Extract provided:
□ □ □ □

By Claire Carlson '12
September 1, 2011

Doug Beussman watches Jason Eckmann prepare a cotton sample for analysis.

Suppose that fibers from a white T-shirt are found at a crime scene. When tested against fibers from a shirt strewn in the prime suspect’s closet, they are found to be a perfect match. Case closed? Not exactly. But such a match would certainly be a key piece of circumstantial evidence.

Although fiber analysis is not new to forensic science, St. Olaf Associate Professor of Chemistry Doug Beussman '92 thinks that it could be utilized in a new way to solve crimes. He has previously focused much of his research on drug analysis, and even spent his sabbatical last year working for the FBI.

This summer, he and student researcher Jason Eckmann '12 worked to see if it was possible to differentiate between the cotton fibers found in different brands of white T-shirts, cotton towels, and basic white cotton material. Though these fibers are all similar and often cannot be distinguished under a microscope or with other tests, they do exhibit differences as a result of varying environmental factors in the region and year in which the cotton was grown. Utilizing isotope ratio mass spectrometry, these minuscule differences can be detected.

A tiny strand of fiber is all that's needed for analysis.

St. Olaf acquired an isotope ratio mass spectrometer a couple of years ago as the result of a grant application written by Beussman and several other St. Olaf faculty members. Because Beussman was working with the FBI last year, this summer was his first chance to use the instrument in a research project. Isotope ratio mass spectrometers are already used by organizations like the FBI to determine the origin of illegal drugs, so Beussman thought that similar methods would work with cotton, since it also is plant-based.

Jockey or Hanes?
To test the T-shirt hypothesis, Beussman and Eckmann used several brands of white cotton undershirts, as well as white cotton towels and plain white cotton material. They were interested in seeing whether they could differentiate between these items based on the isotope ratio found in the fibers. To find this ratio, they cut small pieces of the fabric and burned them. When burned, the sample emitted gasses containing elements like carbon and hydrogen, which the mass spectrometer could measure and use to determine the isotope ratio of the elements.

In a forensics lab, a scientist would compare the isotope ratio of a fiber found at a crime scene to that of a fiber from a T-shirt found in a suspect’s home. If the ratio was different, then they could conclusively say that the fiber at the crime scene did not come from that specific shirt from the suspect’s closet. But if the ratios matched, then they could conclude that there was a strong likelihood that the fiber came from the suspect's shirt.

The sample is wrapped in foil before being fed to the isotope ratio mass spectrometer for analysis.

□ □ □ □

Dataset entries:
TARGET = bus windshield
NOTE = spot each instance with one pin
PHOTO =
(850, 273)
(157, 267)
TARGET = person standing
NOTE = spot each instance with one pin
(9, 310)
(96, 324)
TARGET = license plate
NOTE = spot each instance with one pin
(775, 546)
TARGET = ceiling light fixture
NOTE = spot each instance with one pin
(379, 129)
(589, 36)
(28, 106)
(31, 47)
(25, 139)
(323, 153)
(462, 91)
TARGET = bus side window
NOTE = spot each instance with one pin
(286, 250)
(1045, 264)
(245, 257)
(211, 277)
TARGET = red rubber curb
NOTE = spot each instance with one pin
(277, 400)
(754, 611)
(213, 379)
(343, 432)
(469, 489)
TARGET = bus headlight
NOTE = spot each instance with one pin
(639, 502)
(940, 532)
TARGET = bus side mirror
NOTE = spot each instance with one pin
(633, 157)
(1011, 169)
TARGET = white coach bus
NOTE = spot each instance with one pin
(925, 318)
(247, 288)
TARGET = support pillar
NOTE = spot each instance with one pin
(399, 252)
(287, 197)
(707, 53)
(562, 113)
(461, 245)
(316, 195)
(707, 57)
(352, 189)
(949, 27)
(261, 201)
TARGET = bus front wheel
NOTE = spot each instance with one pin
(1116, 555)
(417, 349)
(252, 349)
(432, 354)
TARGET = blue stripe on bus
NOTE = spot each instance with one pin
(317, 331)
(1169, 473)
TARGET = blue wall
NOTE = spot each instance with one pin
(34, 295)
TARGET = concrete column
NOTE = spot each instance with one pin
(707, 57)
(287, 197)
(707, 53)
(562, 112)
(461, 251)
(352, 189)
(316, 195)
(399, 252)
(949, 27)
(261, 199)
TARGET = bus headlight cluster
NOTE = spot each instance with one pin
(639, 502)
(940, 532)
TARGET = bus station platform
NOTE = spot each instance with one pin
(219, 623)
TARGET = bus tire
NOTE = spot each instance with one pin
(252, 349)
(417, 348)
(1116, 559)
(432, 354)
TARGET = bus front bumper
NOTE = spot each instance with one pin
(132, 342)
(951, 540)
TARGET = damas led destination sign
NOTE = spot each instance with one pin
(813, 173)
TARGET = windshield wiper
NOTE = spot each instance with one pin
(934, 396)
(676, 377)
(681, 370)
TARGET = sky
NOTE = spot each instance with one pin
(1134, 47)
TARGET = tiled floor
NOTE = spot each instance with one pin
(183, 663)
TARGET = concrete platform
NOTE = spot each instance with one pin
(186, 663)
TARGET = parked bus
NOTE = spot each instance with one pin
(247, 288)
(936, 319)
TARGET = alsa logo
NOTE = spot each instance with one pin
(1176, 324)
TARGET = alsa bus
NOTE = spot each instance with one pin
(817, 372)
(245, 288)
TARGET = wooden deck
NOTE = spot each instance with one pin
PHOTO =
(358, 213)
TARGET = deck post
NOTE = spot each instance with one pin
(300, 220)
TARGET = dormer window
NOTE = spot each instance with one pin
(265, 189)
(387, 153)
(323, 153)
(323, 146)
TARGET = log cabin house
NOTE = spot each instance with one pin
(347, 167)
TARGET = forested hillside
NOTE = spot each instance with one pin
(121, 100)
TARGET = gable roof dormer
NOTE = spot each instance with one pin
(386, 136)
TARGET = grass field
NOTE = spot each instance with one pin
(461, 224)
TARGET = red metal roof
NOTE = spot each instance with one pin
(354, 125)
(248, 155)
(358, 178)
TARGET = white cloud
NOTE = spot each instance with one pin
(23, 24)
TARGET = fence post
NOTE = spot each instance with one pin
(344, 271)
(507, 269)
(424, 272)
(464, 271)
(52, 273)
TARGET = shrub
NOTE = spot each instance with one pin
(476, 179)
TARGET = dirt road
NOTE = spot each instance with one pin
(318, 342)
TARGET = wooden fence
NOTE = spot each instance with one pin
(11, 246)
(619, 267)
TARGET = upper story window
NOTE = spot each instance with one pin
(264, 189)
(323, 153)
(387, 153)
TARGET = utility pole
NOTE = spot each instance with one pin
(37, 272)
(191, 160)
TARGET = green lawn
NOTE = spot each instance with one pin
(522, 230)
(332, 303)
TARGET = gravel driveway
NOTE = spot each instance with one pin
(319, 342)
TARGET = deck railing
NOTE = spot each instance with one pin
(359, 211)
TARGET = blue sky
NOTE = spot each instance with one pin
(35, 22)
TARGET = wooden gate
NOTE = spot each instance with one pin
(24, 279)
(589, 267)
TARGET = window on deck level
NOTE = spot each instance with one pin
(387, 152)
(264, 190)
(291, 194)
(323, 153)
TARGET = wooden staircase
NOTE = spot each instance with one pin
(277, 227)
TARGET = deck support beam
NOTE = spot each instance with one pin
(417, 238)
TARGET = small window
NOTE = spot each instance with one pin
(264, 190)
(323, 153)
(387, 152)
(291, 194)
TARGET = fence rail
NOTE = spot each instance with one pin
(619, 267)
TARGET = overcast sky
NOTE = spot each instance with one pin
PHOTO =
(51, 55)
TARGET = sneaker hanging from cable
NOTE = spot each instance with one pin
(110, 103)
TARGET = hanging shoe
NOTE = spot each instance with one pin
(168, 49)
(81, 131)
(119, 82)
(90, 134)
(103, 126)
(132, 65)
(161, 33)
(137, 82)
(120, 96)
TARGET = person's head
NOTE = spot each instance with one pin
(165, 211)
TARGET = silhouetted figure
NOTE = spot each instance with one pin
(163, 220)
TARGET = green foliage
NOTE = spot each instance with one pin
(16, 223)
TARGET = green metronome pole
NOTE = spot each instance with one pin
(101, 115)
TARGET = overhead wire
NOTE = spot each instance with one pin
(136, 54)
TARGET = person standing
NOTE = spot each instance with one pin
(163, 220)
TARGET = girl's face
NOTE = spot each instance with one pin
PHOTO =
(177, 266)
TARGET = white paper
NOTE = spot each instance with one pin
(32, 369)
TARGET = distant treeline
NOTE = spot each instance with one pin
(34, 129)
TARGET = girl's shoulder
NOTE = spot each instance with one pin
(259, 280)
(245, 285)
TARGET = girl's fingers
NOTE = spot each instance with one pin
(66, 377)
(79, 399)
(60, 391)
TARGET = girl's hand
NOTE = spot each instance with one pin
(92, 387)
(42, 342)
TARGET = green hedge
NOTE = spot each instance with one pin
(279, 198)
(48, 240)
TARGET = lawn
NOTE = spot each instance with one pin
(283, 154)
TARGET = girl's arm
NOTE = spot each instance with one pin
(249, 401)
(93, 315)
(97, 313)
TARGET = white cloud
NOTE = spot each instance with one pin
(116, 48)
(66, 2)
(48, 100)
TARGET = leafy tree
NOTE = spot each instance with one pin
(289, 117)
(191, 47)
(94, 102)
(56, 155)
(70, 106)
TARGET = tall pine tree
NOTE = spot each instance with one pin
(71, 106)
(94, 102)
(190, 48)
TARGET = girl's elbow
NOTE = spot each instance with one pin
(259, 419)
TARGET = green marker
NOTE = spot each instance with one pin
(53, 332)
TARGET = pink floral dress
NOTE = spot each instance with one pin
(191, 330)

□ □ □ □

Task set:
a - Retype the passage of the cotton fiber article from "Although fiber analysis" down to "can be detected.".
b - Answer these questions using the cotton fiber article:
(i) For which organization did Beussman work during his sabbatical last year?
(ii) What three kinds of white cotton items did Beussman and Eckmann test?
(iii) What is the sample wrapped in before it is fed to the isotope ratio mass spectrometer?
c - According to the cotton fiber article, why did Beussman expect isotope ratio mass spectrometry to work on cotton? Answer in one to three sentences.

Solutions to the tasks:
a -
Although fiber analysis is not new to forensic science, St. Olaf Associate Professor of Chemistry Doug Beussman '92 thinks that it could be utilized in a new way to solve crimes. He has previously focused much of his research on drug analysis, and even spent his sabbatical last year working for the FBI.

This summer, he and student researcher Jason Eckmann '12 worked to see if it was possible to differentiate between the cotton fibers found in different brands of white T-shirts, cotton towels, and basic white cotton material. Though these fibers are all similar and often cannot be distinguished under a microscope or with other tests, they do exhibit differences as a result of varying environmental factors in the region and year in which the cotton was grown. Utilizing isotope ratio mass spectrometry, these minuscule differences can be detected.

b -
(i) The FBI.
(ii) Several brands of white cotton undershirts, white cotton towels, and plain white cotton material.
(iii) Foil.

c - Organizations like the FBI already use isotope ratio mass spectrometers to determine the origin of illegal drugs. Cotton is also plant-based, so Beussman thought similar methods would work with it.